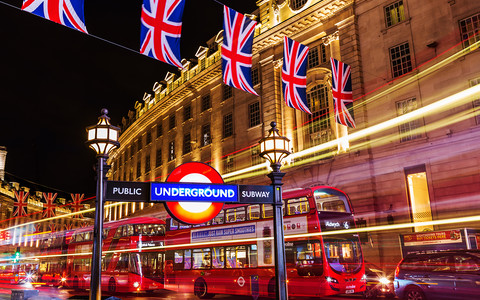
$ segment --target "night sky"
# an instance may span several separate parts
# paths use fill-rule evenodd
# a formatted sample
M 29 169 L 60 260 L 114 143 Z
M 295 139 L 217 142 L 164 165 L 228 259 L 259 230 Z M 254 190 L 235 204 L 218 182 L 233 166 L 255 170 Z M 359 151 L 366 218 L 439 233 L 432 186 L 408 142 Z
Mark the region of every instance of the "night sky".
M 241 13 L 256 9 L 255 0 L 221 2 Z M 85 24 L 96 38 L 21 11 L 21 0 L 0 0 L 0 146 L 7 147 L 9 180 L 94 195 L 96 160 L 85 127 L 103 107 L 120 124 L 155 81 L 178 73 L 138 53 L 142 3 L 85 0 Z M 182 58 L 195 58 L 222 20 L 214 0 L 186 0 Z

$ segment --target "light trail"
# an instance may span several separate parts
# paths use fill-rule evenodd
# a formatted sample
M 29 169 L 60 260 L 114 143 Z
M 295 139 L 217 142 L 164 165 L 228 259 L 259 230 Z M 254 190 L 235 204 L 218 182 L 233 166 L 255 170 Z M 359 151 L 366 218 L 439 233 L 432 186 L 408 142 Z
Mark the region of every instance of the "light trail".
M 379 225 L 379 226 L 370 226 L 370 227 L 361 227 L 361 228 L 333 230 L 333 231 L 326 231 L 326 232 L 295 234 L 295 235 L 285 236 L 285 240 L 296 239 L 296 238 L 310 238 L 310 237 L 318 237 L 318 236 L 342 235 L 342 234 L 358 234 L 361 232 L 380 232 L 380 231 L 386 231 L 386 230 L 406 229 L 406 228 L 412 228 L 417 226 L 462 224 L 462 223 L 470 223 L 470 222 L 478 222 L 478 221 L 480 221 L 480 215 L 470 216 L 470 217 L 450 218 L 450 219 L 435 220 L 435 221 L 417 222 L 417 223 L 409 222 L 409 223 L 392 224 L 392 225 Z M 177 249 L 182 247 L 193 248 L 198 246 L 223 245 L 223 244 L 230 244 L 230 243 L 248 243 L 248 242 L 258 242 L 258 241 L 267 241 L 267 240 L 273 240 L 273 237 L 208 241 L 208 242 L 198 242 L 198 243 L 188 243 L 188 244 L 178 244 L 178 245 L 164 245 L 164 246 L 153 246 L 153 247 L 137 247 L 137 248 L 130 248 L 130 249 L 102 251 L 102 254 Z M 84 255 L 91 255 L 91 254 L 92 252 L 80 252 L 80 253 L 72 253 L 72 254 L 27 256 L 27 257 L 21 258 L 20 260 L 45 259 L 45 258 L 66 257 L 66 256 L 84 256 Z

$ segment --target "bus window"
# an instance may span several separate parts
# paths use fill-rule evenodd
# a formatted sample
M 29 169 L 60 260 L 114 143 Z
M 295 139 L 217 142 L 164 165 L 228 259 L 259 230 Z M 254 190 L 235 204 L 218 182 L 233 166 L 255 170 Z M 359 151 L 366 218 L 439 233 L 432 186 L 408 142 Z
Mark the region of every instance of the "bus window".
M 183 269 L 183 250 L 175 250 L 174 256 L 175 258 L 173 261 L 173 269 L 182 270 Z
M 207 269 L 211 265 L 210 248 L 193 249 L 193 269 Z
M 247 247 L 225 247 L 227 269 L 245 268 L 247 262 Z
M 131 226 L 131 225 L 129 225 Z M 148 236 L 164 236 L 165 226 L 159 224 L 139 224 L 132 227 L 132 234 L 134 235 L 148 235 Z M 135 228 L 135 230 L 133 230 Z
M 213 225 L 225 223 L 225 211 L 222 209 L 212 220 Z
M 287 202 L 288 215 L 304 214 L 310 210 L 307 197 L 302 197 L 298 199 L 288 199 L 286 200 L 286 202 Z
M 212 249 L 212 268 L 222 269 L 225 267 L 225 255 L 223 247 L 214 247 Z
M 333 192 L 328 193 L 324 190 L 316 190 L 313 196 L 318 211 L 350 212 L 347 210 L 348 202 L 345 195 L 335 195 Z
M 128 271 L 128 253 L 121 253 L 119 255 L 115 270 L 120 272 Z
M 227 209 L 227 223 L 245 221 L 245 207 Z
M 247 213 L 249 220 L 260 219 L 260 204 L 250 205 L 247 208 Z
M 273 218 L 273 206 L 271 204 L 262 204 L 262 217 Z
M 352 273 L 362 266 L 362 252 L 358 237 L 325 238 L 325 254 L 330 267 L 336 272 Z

■ Task to carry out ■
From the items above, pull out each line that contains the string "trail". Case counts.

■ Solution to this exercise ■
$ segment --target "light trail"
Mark the region of every instance of the "light trail".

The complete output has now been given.